* [Trecho do texto]:
-- -- --

QUANDO A REALIDADE INVADE A FANTASIA...

Autora: Cassandra Pereira França

Doutora em Psicologia Clínica pela PUC/SP; Pós-Doutoranda da PUC/SP; Professora Adjunta do Departamento de Psicologia da Universidade Federal de Minas Gerais; Professora do Mestrado em Psicologia da UFMG. Coordenadora do Projeto CAVAS da UFMG Projeto de pesquisa e extensão com crianças e adolescentes vítimas de abuso sexual.

O encontro nefasto entre o desejo edipiano da criança e a invasão do desejo perverso do pai constitui-se numa situação dramática que cancela a função simbólica do Édipo: tanto a de canalizar um desejo transbordante, quanto a de promover o coroamento do domínio psíquico da angústia de castração. Nas situações de incesto, as figuras objetais primárias deixaram de exercer a função de anteparo de excitação (que ajuda a criança a só receber os estímulos externos que é capaz de integrar) e, pior ainda, passaram a invadir a prematuridade psíquica da criança com estímulos eróticos e atos sexuais que além de provocar um transbordamento pulsional, geram uma angústia não passível de metabolização por estar muito acima dos níveis que o aparelho psíquico de qualquer criança pode suportar.

-- -- --

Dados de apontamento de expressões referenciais
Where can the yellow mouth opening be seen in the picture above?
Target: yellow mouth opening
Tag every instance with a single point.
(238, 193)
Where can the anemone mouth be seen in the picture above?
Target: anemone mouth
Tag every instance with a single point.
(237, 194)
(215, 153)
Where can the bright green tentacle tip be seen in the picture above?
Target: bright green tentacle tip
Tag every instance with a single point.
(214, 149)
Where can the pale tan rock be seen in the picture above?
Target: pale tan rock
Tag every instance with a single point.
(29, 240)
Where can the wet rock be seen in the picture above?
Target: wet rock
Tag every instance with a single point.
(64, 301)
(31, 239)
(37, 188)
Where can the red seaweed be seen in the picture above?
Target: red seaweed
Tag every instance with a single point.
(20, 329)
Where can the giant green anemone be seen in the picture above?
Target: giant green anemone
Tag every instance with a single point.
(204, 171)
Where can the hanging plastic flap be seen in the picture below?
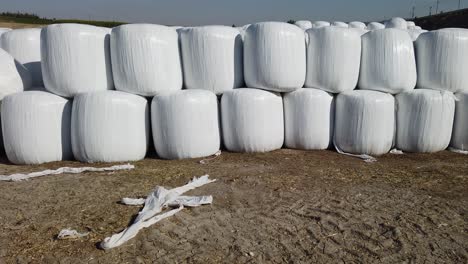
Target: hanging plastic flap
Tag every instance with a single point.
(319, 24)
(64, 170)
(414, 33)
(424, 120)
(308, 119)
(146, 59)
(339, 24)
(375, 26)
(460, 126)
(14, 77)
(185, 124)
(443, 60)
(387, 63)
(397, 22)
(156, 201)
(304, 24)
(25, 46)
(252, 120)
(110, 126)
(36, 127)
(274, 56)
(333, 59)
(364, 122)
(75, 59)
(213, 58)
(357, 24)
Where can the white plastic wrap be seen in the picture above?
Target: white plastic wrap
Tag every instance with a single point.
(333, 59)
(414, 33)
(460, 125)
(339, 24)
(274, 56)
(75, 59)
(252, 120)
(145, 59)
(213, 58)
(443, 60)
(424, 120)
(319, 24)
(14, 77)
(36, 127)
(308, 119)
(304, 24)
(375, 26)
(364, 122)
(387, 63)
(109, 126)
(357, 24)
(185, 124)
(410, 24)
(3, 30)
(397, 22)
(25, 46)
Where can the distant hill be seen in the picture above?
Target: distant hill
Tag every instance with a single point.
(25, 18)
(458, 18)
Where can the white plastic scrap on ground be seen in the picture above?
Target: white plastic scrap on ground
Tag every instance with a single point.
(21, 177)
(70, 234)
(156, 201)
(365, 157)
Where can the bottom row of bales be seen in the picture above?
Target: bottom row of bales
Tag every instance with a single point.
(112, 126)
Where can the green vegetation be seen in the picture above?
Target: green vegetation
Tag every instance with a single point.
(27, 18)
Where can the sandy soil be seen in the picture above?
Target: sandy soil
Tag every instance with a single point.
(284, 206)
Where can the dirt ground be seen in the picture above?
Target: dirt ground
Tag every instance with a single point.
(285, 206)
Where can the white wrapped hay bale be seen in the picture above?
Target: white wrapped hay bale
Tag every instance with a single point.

-- -- --

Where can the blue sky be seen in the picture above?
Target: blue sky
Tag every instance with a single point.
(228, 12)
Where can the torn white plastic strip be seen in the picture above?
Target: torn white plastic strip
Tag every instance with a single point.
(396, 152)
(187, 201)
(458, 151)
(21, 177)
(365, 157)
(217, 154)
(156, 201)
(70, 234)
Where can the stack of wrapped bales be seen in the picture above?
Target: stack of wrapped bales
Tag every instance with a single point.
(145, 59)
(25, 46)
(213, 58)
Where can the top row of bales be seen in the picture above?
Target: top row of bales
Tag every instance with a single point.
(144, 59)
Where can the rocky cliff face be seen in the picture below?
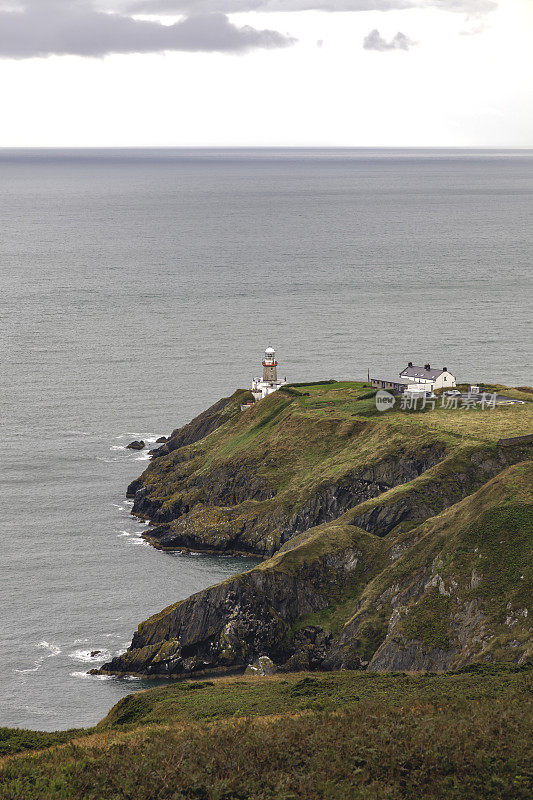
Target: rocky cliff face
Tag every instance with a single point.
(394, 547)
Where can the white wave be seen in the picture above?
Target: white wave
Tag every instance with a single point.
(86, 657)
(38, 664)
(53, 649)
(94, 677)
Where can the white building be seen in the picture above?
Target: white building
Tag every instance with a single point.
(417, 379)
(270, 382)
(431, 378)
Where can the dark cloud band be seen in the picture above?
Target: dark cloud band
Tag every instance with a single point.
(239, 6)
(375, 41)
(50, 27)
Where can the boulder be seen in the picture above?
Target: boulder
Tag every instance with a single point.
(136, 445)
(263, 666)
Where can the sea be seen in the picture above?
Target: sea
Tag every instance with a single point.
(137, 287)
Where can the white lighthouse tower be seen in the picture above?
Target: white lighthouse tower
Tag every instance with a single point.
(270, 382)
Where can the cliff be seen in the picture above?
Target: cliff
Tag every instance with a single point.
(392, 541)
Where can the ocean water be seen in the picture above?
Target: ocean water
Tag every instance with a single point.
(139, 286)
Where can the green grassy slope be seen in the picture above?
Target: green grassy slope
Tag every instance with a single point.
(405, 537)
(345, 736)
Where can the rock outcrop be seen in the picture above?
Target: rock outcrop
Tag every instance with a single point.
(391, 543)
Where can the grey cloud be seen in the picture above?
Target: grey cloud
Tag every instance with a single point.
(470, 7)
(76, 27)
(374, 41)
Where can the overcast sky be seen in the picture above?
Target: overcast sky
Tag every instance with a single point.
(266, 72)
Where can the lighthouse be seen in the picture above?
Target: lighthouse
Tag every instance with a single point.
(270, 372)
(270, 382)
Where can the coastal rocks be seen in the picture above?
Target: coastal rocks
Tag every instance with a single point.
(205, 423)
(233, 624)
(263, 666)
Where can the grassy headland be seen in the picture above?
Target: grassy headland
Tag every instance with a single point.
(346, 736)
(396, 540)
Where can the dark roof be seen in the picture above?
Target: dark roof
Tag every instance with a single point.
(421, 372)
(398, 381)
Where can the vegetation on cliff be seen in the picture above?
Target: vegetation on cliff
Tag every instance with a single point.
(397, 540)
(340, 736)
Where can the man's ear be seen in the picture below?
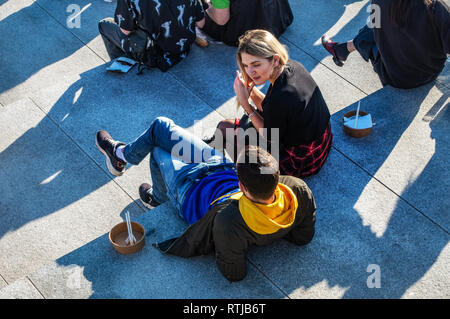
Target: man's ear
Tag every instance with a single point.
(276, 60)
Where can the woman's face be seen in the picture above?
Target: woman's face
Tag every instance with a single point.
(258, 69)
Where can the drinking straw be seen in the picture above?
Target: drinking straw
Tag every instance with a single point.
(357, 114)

-- -- --

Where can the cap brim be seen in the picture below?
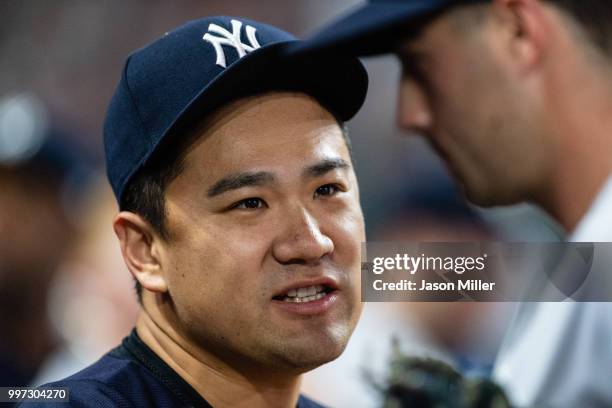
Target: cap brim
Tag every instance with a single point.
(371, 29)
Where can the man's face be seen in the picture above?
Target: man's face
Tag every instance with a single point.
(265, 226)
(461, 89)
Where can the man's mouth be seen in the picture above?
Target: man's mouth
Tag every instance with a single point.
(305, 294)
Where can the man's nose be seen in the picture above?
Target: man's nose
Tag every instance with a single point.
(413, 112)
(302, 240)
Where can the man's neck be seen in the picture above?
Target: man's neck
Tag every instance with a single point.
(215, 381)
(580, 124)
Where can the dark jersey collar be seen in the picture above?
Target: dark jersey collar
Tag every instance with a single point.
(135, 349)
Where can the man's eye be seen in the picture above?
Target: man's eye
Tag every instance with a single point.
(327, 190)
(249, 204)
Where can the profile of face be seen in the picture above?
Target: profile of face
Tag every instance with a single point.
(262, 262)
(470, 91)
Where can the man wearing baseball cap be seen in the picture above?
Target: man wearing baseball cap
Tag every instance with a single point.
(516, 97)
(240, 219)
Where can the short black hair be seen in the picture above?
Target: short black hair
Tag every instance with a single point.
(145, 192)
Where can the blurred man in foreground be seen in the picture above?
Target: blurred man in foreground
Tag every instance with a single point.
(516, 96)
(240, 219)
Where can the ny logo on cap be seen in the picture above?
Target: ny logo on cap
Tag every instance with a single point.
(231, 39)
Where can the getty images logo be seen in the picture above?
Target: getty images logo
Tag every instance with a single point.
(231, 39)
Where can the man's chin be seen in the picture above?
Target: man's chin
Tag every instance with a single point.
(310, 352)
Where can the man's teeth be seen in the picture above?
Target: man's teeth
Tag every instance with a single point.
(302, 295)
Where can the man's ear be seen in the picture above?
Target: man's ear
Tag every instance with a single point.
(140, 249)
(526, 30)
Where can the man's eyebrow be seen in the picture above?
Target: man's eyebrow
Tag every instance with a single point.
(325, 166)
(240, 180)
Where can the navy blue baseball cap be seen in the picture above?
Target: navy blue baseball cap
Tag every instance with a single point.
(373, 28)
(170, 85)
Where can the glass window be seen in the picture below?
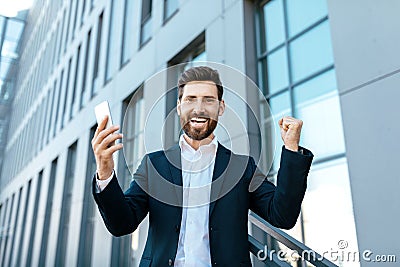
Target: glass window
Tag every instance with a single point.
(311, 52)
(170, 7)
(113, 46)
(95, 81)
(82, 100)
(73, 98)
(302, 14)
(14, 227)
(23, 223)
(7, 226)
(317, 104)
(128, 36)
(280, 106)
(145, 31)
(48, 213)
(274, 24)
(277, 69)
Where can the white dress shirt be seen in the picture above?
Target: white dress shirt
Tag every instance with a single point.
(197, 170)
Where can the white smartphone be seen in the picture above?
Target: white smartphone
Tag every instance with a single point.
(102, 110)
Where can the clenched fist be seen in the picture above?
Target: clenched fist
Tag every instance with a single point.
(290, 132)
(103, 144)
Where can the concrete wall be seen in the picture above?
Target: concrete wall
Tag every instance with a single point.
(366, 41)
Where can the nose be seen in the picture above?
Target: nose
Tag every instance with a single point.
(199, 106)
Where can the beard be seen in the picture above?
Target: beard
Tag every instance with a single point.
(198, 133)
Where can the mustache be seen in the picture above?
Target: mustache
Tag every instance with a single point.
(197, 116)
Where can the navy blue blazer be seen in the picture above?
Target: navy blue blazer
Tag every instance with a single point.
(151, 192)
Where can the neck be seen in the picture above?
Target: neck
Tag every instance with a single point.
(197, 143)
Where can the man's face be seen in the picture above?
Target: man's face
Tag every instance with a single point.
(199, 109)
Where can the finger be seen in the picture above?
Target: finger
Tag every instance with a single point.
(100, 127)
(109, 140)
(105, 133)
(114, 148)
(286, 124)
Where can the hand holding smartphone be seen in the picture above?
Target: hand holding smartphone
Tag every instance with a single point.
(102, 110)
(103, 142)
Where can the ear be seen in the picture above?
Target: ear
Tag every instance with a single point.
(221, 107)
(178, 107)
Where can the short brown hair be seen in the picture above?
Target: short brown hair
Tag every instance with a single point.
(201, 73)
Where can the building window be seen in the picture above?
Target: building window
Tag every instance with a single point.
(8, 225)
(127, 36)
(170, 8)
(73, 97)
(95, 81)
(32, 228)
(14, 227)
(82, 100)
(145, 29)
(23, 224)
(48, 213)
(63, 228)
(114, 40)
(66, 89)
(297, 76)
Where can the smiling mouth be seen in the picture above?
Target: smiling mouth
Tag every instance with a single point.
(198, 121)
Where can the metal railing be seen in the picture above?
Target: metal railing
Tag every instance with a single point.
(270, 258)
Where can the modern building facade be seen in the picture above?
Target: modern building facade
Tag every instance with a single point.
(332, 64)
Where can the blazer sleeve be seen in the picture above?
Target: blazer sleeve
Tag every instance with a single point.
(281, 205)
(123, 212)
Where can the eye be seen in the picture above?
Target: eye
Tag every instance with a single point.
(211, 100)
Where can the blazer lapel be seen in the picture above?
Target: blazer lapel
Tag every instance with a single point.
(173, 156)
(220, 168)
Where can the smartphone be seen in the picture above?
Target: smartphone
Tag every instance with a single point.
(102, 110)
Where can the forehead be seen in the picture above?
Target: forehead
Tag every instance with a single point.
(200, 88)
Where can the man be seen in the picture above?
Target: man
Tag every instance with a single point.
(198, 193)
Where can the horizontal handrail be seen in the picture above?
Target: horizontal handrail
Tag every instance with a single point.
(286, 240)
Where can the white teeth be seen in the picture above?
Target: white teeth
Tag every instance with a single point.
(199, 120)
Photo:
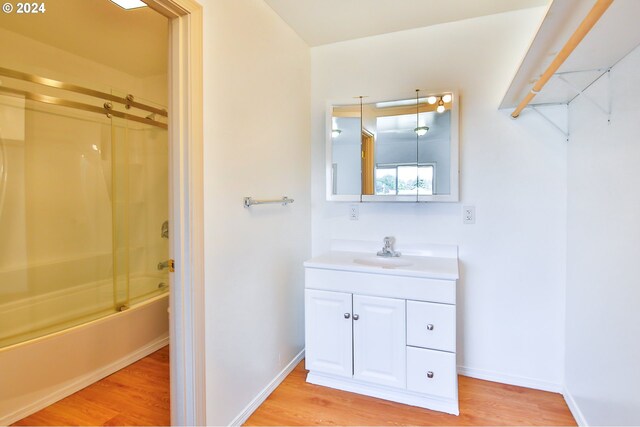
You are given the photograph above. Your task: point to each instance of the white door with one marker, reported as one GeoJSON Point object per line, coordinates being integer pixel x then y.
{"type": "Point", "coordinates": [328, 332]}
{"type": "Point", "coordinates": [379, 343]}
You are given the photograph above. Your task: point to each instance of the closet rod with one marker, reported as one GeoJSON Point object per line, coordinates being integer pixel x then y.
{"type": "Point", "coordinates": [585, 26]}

-- -- --

* [Tarefas propostas]:
(1) Traduza para o inglês esta frase do trecho sobre incesto: "O encontro nefasto entre o desejo edipiano da criança e a invasão do desejo perverso do pai constitui-se numa situação dramática que cancela a função simbólica do Édipo: tanto a de canalizar um desejo transbordante, quanto a de promover o coroamento do domínio psíquico da angústia de castração."
(2) De acordo com o trecho sobre incesto, qual projeto da UFMG a autora coordena?

* [Lista de respostas]:
(1) The baleful encounter between the child's oedipal desire and the invasion of the father's perverse desire constitutes a dramatic situation that cancels the symbolic function of the Oedipus: both that of channeling an overflowing desire and that of bringing about the crowning of the psychic mastery of castration anxiety.

(2) Ela coordena o Projeto CAVAS, um projeto de pesquisa e extensão com crianças e adolescentes vítimas de abuso sexual.